Document text:
========================
Study Skills For College Students – Remember Everything You Study!
College is a serious investment in your future. Some students will end up spending 6+ hours every day outside of class studying, and do this for years! What if you could dramatically reduce your required study time, and remember everything you study?
Luckily, there is a better way! You already have the potential to memorize tremendous amounts of material in one sitting! Memory is a skill, and it needs to be developed. You can’t get in shape by reading a book about lifting weights, and you can’t improve your memory by reading a memory book. The only way to get into shape is to work out, and the only way to improve your memory is through practical training!
If you really want to improve your memory, the first step is to understand how your brain works. The brain uses several different processes to handle information. The thinking, memorization, and remembering processes.
Thinking Process:
The thinking process mainly consists of visual images. We think with images. This is such a natural process that you might not even realize that it happens, but information is only understood if it evokes images in your mind. For example, here are two sentences:
- The book is on the table. When you read that sentence, an image of a book on a table was generated in your mind. In other words, the sentence was represented by visual images. This is how you understand this sentence. Compare this to our second sentence:
- The qwimjal is on the parchik. Your mind has no images to relate with this sentence. With no visual representation, you don’t understand it.
========================
Dataset entries:
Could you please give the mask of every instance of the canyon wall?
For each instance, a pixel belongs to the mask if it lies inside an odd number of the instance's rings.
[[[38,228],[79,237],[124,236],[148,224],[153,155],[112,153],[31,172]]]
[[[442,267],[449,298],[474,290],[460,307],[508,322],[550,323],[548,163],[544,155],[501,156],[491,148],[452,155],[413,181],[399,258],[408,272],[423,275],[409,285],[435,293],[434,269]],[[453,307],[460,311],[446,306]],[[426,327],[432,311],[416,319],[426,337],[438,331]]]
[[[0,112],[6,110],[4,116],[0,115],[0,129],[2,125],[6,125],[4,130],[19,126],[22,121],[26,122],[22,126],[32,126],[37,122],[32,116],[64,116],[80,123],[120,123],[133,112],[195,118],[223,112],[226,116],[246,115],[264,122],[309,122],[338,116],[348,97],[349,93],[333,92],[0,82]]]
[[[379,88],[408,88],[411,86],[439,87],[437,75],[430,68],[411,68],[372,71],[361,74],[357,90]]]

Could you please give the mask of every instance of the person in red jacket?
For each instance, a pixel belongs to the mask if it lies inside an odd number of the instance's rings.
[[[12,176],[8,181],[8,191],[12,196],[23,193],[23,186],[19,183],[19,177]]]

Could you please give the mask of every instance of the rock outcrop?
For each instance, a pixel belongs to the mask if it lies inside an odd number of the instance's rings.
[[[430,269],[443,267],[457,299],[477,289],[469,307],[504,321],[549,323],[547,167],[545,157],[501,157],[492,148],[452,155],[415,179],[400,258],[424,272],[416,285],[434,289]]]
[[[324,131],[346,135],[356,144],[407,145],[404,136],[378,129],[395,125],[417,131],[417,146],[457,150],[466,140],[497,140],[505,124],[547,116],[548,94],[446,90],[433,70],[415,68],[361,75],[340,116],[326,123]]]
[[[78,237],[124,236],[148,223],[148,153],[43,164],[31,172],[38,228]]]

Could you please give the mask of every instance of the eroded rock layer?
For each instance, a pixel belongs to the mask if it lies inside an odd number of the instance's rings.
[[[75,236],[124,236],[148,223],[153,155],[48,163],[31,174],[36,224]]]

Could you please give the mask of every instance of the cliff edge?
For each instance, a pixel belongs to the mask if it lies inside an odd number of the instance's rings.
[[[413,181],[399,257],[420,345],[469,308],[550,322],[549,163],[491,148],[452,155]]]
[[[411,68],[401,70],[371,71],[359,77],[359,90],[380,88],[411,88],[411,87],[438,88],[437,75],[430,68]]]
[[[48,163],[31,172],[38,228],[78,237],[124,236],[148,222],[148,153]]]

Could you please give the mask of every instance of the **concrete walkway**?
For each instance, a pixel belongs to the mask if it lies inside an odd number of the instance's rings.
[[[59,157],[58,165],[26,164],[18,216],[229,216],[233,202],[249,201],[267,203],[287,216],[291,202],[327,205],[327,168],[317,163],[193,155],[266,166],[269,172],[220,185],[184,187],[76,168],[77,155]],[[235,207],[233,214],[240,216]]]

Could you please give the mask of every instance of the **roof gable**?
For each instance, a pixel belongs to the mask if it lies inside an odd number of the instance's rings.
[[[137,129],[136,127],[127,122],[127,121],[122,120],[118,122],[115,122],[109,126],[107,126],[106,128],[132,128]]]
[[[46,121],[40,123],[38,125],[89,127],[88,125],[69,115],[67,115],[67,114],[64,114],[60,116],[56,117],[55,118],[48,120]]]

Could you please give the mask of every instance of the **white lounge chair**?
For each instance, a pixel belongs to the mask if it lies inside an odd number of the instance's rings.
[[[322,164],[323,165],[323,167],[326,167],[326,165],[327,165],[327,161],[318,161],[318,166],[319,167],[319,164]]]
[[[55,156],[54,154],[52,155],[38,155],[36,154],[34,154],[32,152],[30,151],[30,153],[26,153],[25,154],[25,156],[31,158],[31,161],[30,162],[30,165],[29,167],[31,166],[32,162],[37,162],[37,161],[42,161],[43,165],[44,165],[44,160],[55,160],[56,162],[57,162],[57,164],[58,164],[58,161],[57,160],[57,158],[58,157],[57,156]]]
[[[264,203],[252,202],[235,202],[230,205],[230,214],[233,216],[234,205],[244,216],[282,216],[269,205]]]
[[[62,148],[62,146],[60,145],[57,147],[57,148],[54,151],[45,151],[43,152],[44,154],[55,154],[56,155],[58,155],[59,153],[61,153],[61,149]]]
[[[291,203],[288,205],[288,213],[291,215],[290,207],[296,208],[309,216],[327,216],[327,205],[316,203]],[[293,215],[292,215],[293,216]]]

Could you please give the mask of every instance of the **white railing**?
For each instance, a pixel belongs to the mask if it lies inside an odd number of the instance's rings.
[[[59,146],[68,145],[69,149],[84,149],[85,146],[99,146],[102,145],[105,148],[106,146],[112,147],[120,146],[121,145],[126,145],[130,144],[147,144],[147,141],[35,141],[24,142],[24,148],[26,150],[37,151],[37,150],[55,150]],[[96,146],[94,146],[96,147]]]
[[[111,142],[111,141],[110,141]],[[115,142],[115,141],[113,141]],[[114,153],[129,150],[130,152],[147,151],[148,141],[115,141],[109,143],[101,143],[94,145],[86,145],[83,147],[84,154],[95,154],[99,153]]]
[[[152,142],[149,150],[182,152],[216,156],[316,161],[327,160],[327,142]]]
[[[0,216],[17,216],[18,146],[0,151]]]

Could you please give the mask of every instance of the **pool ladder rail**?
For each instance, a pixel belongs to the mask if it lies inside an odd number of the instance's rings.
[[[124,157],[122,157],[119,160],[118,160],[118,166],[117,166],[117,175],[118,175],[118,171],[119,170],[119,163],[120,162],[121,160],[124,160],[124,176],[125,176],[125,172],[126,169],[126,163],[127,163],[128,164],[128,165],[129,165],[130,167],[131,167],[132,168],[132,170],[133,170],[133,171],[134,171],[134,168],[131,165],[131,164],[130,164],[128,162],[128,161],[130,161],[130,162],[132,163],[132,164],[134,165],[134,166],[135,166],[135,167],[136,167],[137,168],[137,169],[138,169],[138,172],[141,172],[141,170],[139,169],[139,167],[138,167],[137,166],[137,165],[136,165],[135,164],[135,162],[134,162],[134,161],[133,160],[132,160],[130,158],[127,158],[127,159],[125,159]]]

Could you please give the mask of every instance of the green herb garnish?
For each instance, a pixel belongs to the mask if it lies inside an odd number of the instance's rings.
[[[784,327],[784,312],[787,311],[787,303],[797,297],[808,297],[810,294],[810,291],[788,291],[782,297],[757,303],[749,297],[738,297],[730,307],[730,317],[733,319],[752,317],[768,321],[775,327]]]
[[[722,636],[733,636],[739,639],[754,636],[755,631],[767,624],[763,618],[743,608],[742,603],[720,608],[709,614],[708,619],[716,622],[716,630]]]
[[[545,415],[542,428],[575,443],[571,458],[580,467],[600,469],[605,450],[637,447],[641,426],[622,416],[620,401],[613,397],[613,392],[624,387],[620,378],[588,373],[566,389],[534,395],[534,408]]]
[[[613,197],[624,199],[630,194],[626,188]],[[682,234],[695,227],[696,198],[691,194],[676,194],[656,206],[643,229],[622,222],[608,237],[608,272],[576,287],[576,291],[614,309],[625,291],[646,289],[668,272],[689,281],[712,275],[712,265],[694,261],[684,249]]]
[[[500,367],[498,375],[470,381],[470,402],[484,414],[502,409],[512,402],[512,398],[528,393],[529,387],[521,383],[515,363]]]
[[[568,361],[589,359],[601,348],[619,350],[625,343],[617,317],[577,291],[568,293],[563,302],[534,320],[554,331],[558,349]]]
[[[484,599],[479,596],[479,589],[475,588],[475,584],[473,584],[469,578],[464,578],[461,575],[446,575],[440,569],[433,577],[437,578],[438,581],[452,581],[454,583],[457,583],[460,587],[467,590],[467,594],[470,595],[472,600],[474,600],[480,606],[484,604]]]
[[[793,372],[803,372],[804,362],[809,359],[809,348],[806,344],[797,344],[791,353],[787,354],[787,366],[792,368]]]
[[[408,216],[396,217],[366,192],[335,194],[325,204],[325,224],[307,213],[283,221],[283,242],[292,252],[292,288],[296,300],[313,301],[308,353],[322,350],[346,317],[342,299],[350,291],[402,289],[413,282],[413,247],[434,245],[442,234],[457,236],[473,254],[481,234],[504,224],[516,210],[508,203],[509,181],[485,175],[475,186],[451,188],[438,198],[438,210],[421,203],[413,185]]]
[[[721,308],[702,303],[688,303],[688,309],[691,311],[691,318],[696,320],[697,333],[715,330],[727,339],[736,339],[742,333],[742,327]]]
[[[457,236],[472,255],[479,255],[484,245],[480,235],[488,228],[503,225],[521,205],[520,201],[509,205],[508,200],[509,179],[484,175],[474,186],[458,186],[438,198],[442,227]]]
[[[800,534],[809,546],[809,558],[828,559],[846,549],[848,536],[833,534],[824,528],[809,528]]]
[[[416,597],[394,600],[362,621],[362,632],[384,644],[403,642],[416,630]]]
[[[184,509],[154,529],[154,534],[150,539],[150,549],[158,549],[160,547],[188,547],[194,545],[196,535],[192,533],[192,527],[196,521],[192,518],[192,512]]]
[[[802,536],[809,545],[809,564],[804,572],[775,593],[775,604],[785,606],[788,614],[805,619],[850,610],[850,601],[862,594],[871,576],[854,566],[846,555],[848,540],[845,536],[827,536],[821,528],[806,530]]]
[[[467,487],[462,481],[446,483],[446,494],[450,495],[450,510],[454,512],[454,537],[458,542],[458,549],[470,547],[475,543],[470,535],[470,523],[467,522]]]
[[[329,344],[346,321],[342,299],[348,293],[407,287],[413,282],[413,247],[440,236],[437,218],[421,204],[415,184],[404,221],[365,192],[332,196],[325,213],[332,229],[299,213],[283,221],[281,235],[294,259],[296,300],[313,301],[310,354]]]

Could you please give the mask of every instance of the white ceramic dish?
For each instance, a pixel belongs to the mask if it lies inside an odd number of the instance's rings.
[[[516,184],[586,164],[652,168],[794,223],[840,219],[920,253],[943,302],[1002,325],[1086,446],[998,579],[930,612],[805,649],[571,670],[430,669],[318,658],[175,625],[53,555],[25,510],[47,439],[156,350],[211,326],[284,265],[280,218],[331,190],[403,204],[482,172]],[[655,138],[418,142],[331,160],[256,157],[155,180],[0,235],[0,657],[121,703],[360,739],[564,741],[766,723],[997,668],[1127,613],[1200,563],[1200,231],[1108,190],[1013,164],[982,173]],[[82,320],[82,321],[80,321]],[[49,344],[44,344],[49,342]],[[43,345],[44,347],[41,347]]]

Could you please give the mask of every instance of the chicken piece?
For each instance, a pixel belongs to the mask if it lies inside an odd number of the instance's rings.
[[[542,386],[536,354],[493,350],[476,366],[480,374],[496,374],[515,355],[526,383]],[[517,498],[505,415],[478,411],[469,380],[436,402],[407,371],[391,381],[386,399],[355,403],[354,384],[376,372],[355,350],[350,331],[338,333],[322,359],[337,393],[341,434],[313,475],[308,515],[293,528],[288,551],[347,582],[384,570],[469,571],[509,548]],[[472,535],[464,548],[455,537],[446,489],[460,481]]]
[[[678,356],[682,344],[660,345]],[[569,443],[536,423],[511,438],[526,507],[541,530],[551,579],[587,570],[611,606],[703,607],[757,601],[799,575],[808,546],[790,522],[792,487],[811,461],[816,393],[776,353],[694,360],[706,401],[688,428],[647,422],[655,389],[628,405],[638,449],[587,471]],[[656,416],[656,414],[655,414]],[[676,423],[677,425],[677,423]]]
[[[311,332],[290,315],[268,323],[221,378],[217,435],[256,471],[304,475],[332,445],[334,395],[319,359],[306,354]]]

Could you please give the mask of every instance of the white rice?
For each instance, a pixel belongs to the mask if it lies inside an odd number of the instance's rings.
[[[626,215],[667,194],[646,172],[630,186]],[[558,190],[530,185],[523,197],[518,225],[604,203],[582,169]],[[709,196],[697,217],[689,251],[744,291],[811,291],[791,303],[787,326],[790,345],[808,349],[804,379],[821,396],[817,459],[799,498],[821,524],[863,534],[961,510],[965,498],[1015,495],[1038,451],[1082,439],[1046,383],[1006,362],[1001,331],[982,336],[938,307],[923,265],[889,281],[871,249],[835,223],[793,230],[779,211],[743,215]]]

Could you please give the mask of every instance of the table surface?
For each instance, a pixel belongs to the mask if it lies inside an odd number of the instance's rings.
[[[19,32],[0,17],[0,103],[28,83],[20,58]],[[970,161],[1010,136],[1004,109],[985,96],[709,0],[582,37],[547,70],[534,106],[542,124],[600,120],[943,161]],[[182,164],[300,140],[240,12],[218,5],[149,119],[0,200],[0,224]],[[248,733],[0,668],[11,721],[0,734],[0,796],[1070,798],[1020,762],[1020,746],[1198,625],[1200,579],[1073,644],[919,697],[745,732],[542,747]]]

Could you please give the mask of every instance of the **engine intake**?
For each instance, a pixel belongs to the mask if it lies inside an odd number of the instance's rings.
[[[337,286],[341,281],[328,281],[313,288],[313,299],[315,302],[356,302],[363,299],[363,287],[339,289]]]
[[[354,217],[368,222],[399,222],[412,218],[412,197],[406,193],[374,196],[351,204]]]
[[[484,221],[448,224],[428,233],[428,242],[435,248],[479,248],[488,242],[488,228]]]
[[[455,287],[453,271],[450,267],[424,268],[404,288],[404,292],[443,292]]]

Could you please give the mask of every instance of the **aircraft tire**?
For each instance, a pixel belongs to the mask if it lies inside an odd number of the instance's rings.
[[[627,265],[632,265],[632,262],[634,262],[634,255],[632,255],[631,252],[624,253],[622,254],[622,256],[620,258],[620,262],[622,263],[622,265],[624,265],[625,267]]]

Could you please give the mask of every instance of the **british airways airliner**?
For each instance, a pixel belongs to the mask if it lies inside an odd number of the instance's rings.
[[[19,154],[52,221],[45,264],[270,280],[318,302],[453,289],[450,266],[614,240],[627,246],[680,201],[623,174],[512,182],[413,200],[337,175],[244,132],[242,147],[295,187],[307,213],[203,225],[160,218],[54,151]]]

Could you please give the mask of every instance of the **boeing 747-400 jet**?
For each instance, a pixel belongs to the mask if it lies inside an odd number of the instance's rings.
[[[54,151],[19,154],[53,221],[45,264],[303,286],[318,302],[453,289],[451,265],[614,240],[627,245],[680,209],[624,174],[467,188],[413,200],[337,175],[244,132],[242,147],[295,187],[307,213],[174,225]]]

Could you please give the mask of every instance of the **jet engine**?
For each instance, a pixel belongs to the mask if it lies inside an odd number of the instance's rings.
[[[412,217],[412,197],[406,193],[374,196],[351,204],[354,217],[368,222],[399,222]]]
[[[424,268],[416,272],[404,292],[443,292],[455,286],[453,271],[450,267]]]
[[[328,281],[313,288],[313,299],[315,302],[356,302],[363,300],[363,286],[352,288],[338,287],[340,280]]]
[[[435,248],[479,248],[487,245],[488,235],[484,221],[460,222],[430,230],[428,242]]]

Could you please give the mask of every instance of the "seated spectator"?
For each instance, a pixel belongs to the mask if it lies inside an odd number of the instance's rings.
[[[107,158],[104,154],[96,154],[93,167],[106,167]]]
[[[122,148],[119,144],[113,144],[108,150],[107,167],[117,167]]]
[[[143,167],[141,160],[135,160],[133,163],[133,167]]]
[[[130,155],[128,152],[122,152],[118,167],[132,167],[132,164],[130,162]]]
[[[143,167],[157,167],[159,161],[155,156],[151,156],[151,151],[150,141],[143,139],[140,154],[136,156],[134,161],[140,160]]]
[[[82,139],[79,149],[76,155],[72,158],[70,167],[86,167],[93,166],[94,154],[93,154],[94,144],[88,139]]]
========================
Work to complete: Please write the next part of the study skills article on memory, starting right after its final sentence.

Final result:
Memorization Process:
The memorization process is directly connected with the thinking process. If you can represent information with visual images, you can memorize it easily and quickly. You will have an easier time memorizing the sentence ‘The book is on the table’ than the sentence ‘The qwimjal is on the parchik’.
Now let’s examine exactly how your brain memorizes information. When you read the sentence ‘The book is on the table’, the information is ‘translated’ into visual images in your mind, and a connection between those images was formed. Connections are created when two images are viewed together simultaneously in your mind.
Remembering Process:
All information is connected. When one information element in a connection is stimulated, the connected element is activated, and you remember.
Let’s return to our examples. If tomorrow I asked you the question ‘What is on the table?’, the connected information element is stimulated, and you would remember ‘book’. If, however, I asked you ‘What is on the parchik?’, there would have been no understanding, no image-representation, and no information connection. With no connection, no recall is possible.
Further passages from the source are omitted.